**EXERCISE GOAL:** Your job with the data below is to output exactly the lines from the one holding "Category: wooden table." down to the one holding "Category: metal door.", both included, and no others.

RECORDS PROVIDED Block Start

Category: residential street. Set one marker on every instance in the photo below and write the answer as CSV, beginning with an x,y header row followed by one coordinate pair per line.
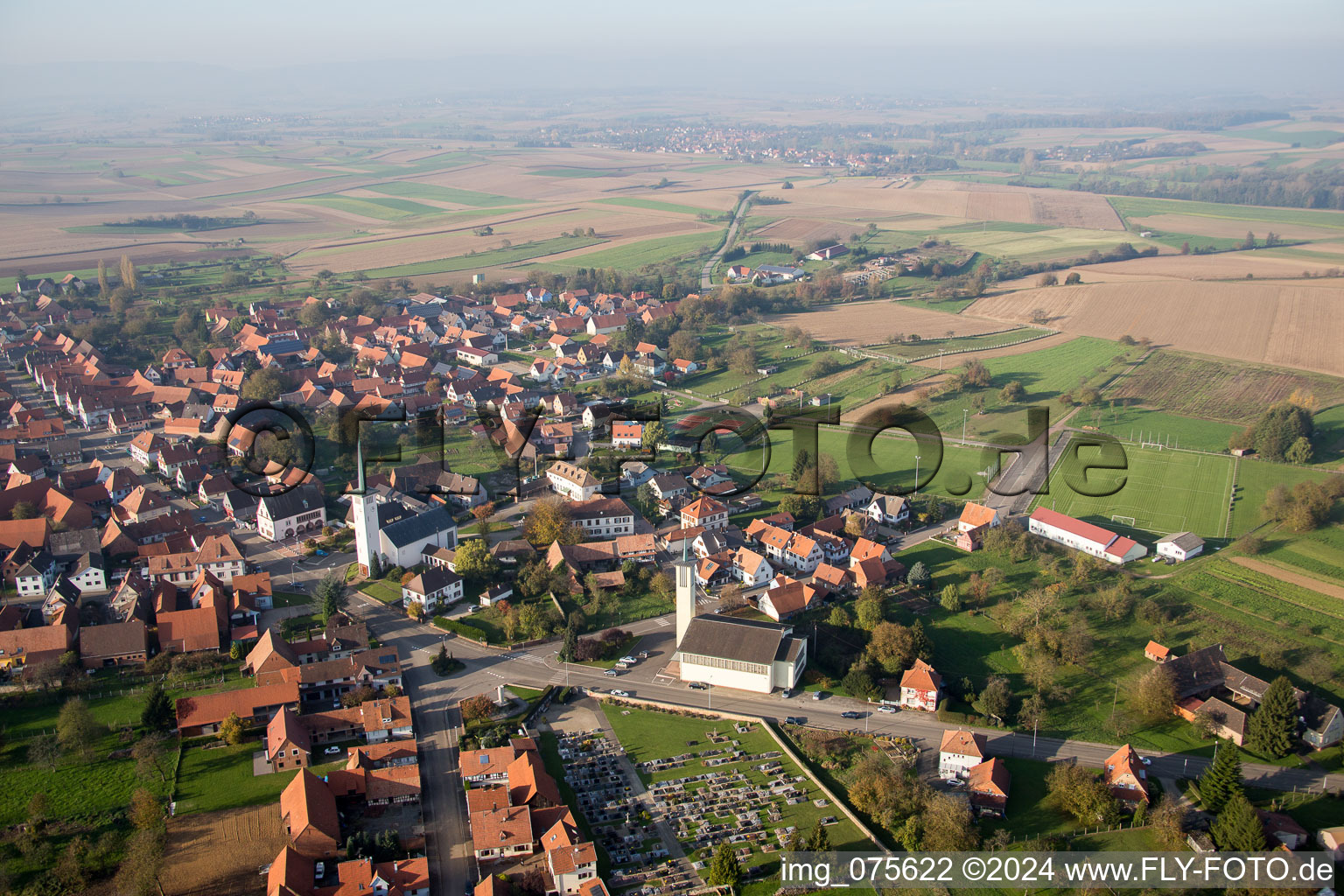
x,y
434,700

RECORDS PROVIDED Block End
RECORDS PROVIDED Block Start

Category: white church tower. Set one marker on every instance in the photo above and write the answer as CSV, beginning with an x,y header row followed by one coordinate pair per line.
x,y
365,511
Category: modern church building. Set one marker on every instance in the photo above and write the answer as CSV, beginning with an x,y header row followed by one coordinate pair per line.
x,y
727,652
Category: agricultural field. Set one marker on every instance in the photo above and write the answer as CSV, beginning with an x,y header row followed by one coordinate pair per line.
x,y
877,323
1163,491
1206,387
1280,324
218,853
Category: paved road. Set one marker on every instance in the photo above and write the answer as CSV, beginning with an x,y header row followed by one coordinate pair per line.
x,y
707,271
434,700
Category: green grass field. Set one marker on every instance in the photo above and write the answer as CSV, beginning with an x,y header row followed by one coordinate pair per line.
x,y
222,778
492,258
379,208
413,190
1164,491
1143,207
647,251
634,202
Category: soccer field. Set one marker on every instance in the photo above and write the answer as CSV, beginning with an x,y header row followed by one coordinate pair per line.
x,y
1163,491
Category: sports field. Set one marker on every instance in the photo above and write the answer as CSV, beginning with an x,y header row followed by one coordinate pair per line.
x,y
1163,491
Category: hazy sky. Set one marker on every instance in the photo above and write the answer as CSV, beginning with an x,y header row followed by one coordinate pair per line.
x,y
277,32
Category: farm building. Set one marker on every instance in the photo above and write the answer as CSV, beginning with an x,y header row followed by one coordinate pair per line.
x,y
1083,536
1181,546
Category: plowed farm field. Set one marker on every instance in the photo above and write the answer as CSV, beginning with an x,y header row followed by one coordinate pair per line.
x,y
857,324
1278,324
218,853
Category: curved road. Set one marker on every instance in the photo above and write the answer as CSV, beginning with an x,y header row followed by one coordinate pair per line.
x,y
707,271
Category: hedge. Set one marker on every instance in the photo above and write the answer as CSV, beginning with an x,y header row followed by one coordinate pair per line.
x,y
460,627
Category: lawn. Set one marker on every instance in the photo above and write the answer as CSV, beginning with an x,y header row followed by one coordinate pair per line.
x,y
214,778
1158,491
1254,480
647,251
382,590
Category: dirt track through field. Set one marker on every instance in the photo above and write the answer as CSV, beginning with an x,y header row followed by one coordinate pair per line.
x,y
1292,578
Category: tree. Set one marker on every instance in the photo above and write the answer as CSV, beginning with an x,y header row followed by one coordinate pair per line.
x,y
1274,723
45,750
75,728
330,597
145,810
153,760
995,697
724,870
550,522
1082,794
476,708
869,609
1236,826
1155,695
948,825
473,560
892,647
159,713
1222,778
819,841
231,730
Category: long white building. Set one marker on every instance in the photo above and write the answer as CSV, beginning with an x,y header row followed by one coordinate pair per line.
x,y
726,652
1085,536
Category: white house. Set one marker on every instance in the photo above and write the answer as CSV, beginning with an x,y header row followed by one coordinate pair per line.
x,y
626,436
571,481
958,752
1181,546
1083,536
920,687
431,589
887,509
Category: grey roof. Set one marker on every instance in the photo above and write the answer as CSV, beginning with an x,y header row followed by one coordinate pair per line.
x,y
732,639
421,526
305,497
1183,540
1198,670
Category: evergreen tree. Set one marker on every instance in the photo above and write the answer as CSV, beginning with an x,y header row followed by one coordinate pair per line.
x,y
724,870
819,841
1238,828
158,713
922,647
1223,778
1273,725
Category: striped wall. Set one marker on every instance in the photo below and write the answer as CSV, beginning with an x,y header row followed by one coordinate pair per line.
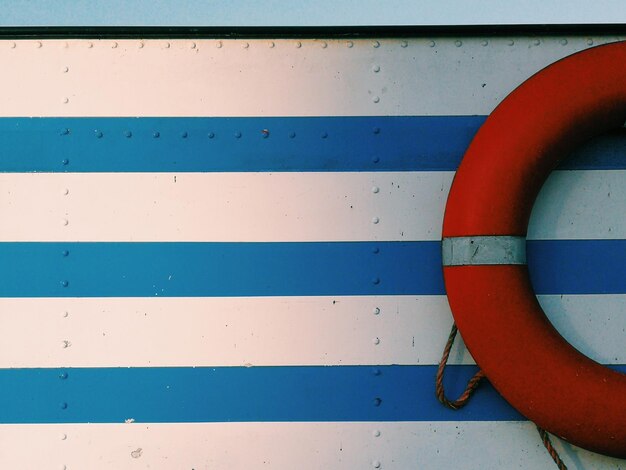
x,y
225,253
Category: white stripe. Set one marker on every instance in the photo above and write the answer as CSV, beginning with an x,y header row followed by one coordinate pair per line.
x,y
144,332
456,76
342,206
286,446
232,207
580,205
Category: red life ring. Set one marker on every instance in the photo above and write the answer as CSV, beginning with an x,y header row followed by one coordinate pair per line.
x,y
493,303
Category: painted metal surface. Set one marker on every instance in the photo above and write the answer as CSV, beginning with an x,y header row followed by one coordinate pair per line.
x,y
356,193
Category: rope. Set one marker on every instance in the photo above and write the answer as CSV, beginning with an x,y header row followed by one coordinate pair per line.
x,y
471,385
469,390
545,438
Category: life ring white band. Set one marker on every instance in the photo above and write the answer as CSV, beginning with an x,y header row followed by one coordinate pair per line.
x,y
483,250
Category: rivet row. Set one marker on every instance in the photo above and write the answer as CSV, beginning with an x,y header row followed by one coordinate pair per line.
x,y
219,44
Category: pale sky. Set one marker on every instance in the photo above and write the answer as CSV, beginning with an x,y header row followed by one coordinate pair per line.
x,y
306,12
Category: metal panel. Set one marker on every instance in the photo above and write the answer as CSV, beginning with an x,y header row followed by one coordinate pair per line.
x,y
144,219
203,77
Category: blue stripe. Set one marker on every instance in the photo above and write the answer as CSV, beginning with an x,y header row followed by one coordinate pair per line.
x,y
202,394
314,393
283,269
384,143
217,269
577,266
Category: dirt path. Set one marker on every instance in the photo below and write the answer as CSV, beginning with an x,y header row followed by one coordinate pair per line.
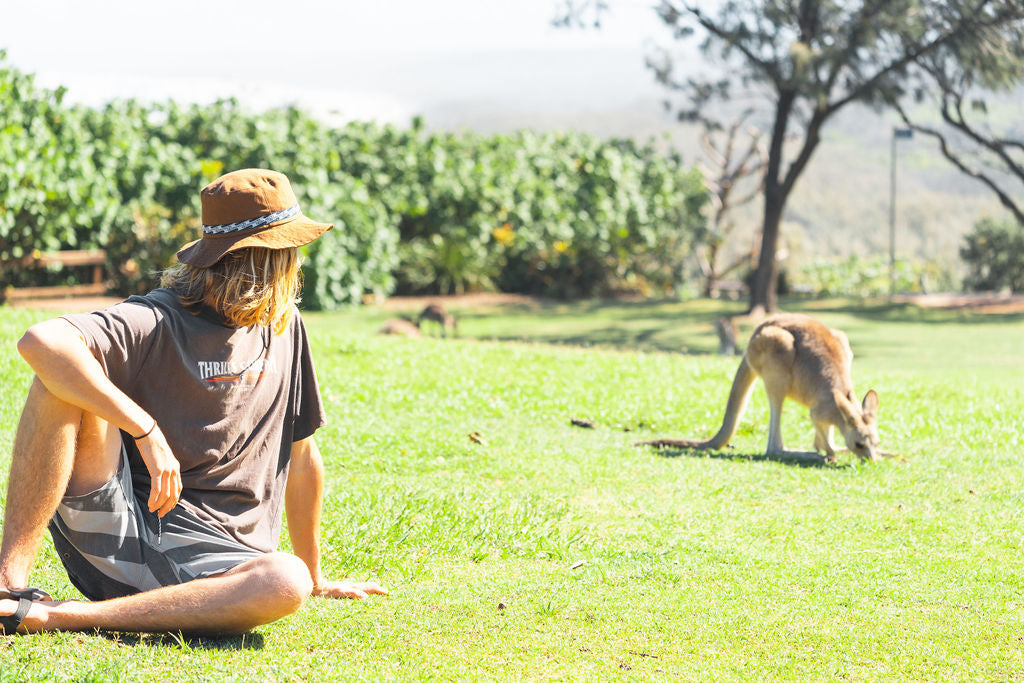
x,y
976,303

RECORDS PROVIDED Block End
RECORDS PROVIDED Block Start

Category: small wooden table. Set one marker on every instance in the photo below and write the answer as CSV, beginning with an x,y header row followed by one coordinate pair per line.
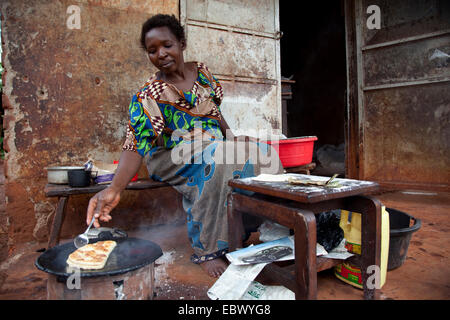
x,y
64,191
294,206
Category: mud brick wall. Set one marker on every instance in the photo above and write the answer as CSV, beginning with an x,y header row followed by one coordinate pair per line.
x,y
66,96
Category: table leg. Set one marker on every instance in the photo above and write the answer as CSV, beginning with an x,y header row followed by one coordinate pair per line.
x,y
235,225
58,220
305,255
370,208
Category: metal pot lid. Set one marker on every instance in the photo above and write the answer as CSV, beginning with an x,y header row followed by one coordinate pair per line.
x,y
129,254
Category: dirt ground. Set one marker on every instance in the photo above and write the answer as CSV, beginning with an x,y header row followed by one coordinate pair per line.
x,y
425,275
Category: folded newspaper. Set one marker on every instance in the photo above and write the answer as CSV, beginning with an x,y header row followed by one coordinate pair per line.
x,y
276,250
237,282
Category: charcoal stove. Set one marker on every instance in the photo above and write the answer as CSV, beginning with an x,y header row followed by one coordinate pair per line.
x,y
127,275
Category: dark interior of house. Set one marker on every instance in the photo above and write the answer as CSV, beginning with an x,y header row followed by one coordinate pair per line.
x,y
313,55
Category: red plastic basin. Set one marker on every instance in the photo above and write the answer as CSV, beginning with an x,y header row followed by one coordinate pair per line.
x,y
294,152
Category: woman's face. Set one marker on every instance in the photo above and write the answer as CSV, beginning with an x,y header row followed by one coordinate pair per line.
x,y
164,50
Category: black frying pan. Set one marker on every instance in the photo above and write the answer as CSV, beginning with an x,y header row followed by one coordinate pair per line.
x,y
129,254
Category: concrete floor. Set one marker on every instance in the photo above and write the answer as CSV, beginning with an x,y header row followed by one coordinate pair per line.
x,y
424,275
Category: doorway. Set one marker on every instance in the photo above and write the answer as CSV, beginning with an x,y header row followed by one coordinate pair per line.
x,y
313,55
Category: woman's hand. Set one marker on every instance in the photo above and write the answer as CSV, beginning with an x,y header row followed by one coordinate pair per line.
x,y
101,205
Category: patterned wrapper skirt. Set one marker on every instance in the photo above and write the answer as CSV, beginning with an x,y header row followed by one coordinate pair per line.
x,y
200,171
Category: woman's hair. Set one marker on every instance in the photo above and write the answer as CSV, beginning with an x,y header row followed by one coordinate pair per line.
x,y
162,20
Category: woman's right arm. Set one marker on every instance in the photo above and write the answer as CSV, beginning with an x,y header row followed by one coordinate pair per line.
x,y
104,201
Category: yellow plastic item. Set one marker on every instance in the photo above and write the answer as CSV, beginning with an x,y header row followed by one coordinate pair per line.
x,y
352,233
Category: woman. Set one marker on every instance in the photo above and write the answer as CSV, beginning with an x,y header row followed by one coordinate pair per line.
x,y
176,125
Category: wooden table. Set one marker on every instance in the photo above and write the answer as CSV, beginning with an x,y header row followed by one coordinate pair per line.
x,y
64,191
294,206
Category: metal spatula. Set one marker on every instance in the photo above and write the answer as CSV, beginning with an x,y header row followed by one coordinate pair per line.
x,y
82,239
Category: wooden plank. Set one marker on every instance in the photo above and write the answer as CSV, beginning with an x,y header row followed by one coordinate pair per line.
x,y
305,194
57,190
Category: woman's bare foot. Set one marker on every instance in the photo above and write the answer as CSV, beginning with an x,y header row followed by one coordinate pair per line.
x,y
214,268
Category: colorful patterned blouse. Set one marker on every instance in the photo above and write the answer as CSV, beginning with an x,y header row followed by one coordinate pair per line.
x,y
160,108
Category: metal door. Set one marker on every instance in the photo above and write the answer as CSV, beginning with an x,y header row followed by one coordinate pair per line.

RECORDS PROVIDED Block End

**TASK ANSWER:**
Category: wooden table. Set one marker on every instance in the photo above and write the answer as CSV, beginning with an x,y header row followed by one coordinate pair per line.
x,y
64,191
294,206
Category: metal spatula. Set one marker on every instance in the photo above and write the answer as CSV, beginning with an x,y header row followed by one coordinate pair per line.
x,y
82,239
Category: wooden plank. Set one marker on every instance in the photo above and write the answer as CSV, beginning with an x,y header row followed by one coordinate pair per line.
x,y
305,194
57,190
Category: woman's bare foot. Set one marker on every instance in the photo above and write the answer as CSV, beginning with an x,y header row followed by one coordinate pair per line.
x,y
214,268
Category: colorful patterned blouse. Set one marker on every instance in the photo above and write the answer as CSV, beginning with an x,y header row followed by one coordinate pair per line.
x,y
160,108
Category: metal door. Set one marker on every instance in the photo above and write the answer as CSV, beginning with an x,y header row followed by one coordinate pair per line.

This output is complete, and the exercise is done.